__What needs to be done__
Locate every line in the records that contains the word "house", and copy each of those lines.

Source records
╭──

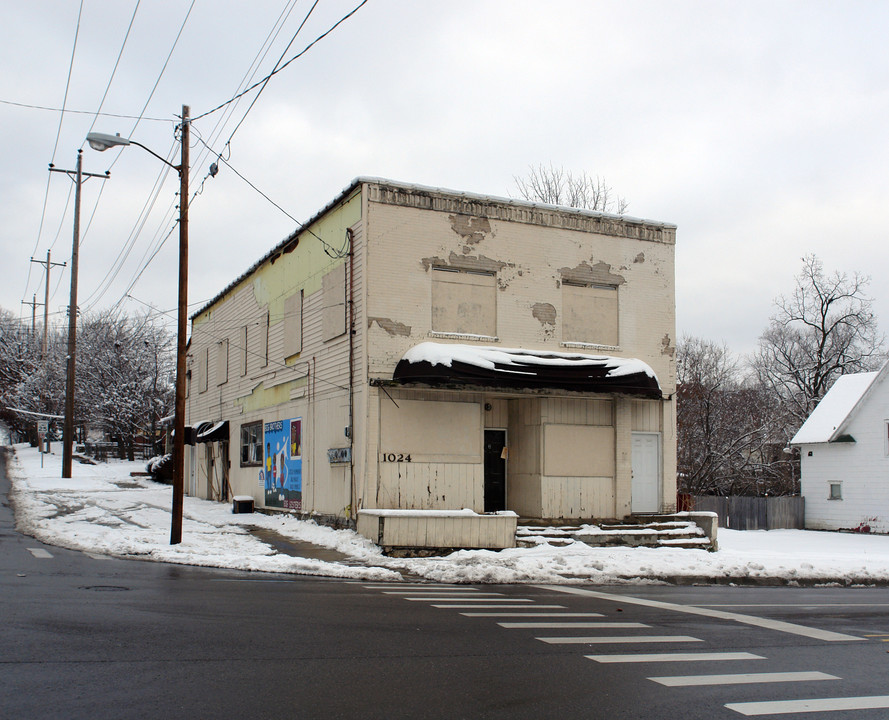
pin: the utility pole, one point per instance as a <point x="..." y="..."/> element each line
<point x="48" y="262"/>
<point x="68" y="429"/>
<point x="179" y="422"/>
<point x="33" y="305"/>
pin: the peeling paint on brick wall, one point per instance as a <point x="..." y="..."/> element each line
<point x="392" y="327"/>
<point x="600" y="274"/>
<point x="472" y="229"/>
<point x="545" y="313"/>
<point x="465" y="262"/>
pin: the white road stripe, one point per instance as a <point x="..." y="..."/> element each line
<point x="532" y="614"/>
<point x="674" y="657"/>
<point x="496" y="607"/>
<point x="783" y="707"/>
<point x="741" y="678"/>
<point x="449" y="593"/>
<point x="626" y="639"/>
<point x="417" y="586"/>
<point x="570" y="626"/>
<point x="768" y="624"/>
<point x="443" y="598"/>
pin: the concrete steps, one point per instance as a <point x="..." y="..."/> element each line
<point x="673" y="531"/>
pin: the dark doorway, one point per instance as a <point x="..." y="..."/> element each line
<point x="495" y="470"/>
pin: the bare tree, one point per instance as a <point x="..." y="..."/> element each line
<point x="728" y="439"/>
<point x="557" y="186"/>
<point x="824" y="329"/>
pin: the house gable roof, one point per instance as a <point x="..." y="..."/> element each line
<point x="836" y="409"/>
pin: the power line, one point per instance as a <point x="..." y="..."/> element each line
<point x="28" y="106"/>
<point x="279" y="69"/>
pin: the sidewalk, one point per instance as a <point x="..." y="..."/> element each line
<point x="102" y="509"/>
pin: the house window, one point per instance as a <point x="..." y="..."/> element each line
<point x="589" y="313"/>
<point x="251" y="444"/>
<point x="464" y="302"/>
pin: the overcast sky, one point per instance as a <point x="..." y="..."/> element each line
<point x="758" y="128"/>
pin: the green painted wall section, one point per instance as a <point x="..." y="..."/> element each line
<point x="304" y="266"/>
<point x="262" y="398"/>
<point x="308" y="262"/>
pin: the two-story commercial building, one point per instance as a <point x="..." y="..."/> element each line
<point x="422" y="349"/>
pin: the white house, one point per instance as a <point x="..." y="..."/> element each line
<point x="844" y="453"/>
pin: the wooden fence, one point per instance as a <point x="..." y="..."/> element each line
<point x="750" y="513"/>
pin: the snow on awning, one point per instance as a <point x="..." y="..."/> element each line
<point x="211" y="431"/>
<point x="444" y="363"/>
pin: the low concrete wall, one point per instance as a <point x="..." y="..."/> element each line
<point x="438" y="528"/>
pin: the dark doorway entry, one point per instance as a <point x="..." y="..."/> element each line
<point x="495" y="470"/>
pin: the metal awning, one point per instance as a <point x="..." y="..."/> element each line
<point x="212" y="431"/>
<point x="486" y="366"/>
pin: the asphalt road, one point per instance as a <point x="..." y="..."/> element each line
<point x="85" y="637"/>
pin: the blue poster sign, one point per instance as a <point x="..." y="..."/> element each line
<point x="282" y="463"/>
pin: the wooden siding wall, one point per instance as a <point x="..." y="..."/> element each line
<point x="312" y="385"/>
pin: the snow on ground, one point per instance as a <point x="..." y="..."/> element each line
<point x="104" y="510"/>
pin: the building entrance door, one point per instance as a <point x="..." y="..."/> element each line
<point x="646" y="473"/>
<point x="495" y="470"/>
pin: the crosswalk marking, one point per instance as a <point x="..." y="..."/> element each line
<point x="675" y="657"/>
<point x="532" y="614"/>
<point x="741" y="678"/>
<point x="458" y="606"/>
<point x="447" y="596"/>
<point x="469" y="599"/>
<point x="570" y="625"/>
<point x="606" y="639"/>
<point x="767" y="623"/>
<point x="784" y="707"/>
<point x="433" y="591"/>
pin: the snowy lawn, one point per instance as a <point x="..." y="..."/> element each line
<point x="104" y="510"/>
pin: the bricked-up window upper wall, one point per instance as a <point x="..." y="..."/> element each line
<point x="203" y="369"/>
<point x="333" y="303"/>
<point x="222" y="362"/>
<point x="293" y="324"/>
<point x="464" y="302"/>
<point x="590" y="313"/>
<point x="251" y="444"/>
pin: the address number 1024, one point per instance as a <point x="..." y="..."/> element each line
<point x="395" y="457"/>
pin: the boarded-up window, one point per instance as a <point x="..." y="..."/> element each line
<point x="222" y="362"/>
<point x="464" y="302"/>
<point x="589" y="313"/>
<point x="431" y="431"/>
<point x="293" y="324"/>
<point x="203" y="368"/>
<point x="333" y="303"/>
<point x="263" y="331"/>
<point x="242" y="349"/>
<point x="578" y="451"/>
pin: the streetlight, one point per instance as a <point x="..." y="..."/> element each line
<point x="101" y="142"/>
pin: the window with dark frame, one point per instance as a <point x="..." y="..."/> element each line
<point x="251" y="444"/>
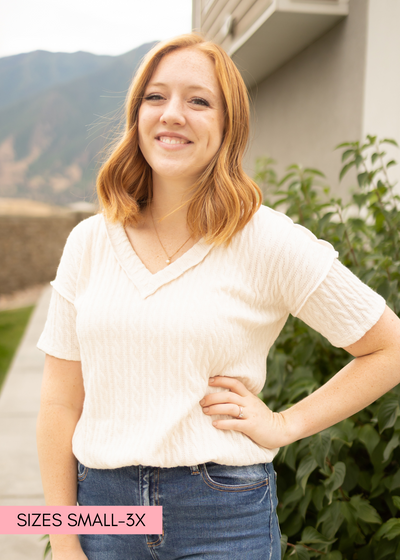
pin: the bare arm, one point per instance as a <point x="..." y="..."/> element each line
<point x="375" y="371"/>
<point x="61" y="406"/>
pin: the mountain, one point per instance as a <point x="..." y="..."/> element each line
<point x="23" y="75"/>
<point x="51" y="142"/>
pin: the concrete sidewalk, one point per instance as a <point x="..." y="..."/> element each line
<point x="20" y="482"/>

╰──
╭──

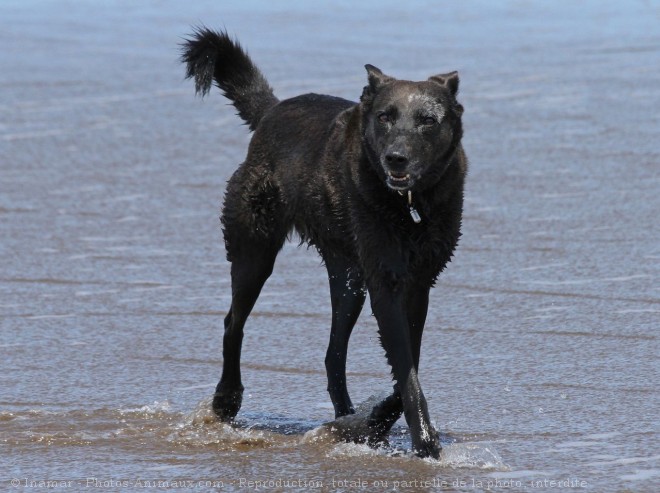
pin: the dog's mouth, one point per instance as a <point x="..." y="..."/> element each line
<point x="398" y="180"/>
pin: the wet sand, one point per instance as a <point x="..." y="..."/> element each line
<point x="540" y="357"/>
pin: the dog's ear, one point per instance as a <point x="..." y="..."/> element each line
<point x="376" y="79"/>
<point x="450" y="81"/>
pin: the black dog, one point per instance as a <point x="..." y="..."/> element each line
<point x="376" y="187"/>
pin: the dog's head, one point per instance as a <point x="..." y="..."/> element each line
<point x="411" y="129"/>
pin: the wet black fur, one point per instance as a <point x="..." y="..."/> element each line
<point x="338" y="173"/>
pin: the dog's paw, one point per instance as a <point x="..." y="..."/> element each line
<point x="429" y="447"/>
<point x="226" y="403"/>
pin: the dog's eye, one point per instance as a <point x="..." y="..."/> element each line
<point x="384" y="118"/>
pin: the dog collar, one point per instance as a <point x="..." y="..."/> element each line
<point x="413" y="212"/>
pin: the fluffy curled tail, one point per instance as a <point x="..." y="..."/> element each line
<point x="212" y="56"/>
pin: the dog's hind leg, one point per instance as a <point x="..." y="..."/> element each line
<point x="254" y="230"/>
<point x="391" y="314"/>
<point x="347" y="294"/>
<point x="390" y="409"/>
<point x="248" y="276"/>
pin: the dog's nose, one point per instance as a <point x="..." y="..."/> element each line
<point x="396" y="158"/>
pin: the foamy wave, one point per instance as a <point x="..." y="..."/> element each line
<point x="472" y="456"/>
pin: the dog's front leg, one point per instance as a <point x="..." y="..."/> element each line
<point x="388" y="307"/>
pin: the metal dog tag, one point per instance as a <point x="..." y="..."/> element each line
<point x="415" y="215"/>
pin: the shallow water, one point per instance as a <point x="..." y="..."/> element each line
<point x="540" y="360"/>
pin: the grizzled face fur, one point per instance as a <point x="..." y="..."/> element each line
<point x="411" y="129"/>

╰──

__Result below__
pin: the house gable roof, one point per instance as a <point x="..." y="..."/> element each line
pin: the house window, one point per instance as a <point x="..." y="..."/> element each line
pin: the white house, one point per instance as a <point x="..." y="..."/> element each line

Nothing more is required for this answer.